Object outline annotations
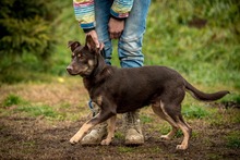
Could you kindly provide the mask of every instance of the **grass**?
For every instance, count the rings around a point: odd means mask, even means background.
[[[14,94],[10,94],[2,102],[2,107],[10,107],[13,104],[27,103],[27,101],[23,100],[20,96]]]
[[[49,106],[21,106],[16,108],[16,111],[24,112],[31,116],[46,116],[46,118],[57,118],[58,113]]]
[[[227,147],[229,148],[235,148],[235,149],[240,149],[240,132],[235,131],[230,135],[226,136],[227,139]]]

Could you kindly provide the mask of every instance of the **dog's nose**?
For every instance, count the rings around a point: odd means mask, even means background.
[[[73,70],[73,67],[71,66],[71,65],[69,65],[68,67],[67,67],[67,71],[71,74],[72,73],[72,70]]]

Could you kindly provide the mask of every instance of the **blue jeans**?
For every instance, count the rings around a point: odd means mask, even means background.
[[[108,33],[112,0],[95,0],[96,32],[100,42],[105,44],[105,61],[111,64],[112,44]],[[151,0],[134,0],[124,30],[118,41],[118,56],[121,67],[143,65],[143,35]]]

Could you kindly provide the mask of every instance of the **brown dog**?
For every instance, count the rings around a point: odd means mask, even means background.
[[[221,90],[205,94],[189,84],[178,72],[166,66],[143,66],[117,69],[106,65],[100,50],[95,47],[91,36],[86,45],[70,41],[72,62],[67,67],[69,74],[81,75],[91,99],[100,108],[100,112],[83,124],[70,139],[71,144],[80,141],[95,125],[108,120],[108,135],[101,145],[109,145],[113,137],[117,113],[134,111],[152,104],[153,111],[170,123],[172,130],[161,138],[171,139],[180,128],[184,135],[177,149],[187,149],[192,128],[181,115],[181,102],[185,90],[203,101],[220,99],[229,94]]]

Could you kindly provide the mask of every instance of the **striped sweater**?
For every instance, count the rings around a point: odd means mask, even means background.
[[[129,16],[133,5],[133,0],[115,0],[110,13],[117,19]],[[83,29],[95,27],[94,0],[73,0],[75,19]]]

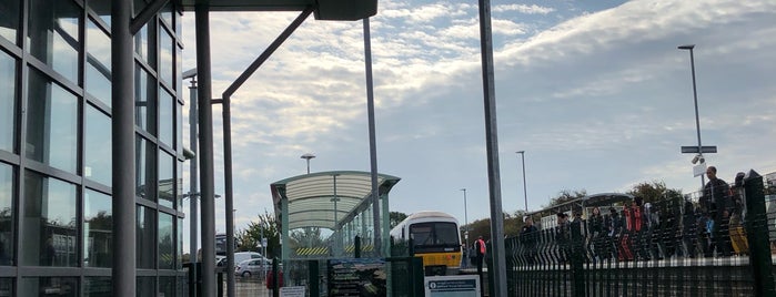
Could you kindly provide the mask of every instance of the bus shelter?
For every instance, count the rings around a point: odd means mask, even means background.
[[[387,194],[399,181],[377,174],[377,205],[370,172],[319,172],[272,183],[282,260],[354,257],[356,237],[364,257],[390,255]],[[374,253],[373,207],[379,207],[383,255]]]

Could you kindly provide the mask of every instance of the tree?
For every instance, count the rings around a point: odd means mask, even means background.
[[[682,190],[668,188],[665,183],[653,181],[652,183],[641,183],[633,186],[628,194],[641,197],[644,203],[656,203],[663,199],[682,199]]]
[[[391,212],[389,213],[389,217],[391,219],[391,228],[393,229],[393,227],[399,225],[399,223],[402,223],[402,221],[404,221],[407,217],[407,215],[405,213]]]
[[[263,215],[259,215],[259,222],[251,222],[245,229],[236,232],[235,240],[238,249],[235,252],[258,250],[261,243],[262,232],[266,238],[268,258],[280,255],[280,232],[275,216],[264,209]]]
[[[587,191],[585,191],[584,188],[580,190],[580,191],[573,191],[573,192],[570,190],[563,190],[560,193],[557,193],[557,196],[550,199],[550,205],[547,205],[546,207],[553,207],[555,205],[561,205],[561,204],[564,204],[566,202],[570,202],[570,201],[573,201],[576,198],[582,198],[584,196],[587,196]]]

◆ **WHAT NEEDS TO BE DONE**
Rewrite all of the material above with "kindly provide" changed to "give" at every occurrence, leaving everything else the same. Omit the pictures.

◆ **EXPECTED OUTPUT**
Could you give the mask of every instance of the **grass**?
For every instance, count the rings around a point: odd means mask, even means background.
[[[14,94],[10,94],[2,102],[2,107],[10,107],[13,104],[27,103],[27,101],[23,100],[20,96]]]
[[[49,106],[21,106],[16,108],[16,111],[24,112],[31,116],[46,116],[46,118],[57,118],[58,113]]]
[[[227,147],[229,148],[235,148],[235,149],[240,149],[240,132],[235,131],[230,135],[226,136],[227,139]]]

Could you give the mask of every instance of the **dog's nose**?
For every instance, count the rings around a point: odd means mask, even means background.
[[[73,70],[73,67],[71,66],[71,65],[69,65],[68,67],[67,67],[67,71],[71,74],[72,73],[72,70]]]

Could you give the mask of every instance of the **blue jeans**?
For every instance, count the rings around a point: odd means mask, even means background.
[[[108,33],[112,0],[95,0],[96,32],[100,42],[105,44],[105,61],[111,64],[112,44]],[[151,0],[134,0],[124,30],[118,41],[118,56],[121,67],[143,65],[143,35]]]

Could you give the mask of every instance of the **brown dog**?
For every instance, count the rings around a point: odd means mask, even means background.
[[[221,90],[205,94],[189,84],[178,72],[166,66],[143,66],[117,69],[106,65],[100,50],[95,47],[91,36],[86,45],[70,41],[72,62],[67,67],[69,74],[81,75],[91,99],[100,108],[100,112],[83,124],[70,139],[71,144],[80,141],[95,125],[108,120],[108,135],[101,145],[109,145],[113,137],[117,113],[134,111],[152,104],[153,111],[170,123],[172,130],[161,138],[171,139],[180,128],[184,135],[177,149],[187,149],[192,128],[181,115],[181,102],[185,90],[203,101],[220,99],[229,94]]]

Could you give the mask of every instance of the **striped sweater**?
For every instance, count the rings around a point: odd means mask, even means background.
[[[129,16],[133,5],[133,0],[115,0],[110,13],[117,19]],[[83,29],[95,27],[94,0],[73,0],[75,19]]]

Could you give the mask of every instance of the bus shelter?
For every instance, count the rings around a point: odd means mask, even means background.
[[[387,194],[399,181],[377,174],[377,205],[370,172],[319,172],[272,183],[282,260],[354,257],[356,237],[364,257],[390,255]],[[374,253],[373,207],[379,207],[383,255]]]

Could you give the mask of every instance of the tree?
For every instance, count the rings around a point: odd means mask, even means background.
[[[682,190],[668,188],[665,183],[653,181],[652,183],[641,183],[633,186],[628,194],[641,197],[644,203],[656,203],[663,199],[682,199]]]
[[[391,212],[389,213],[389,217],[391,219],[391,228],[393,229],[393,227],[399,225],[399,223],[402,223],[402,221],[404,221],[407,217],[407,215],[405,213]]]
[[[263,215],[259,215],[259,222],[251,222],[245,229],[236,232],[235,240],[238,249],[235,252],[258,250],[261,243],[262,232],[266,238],[268,258],[280,255],[280,232],[275,216],[264,209]]]
[[[587,191],[585,191],[584,188],[580,190],[580,191],[573,191],[573,192],[570,190],[563,190],[560,193],[557,193],[557,196],[550,199],[550,205],[547,205],[546,207],[553,207],[555,205],[561,205],[561,204],[564,204],[566,202],[570,202],[570,201],[573,201],[576,198],[582,198],[584,196],[587,196]]]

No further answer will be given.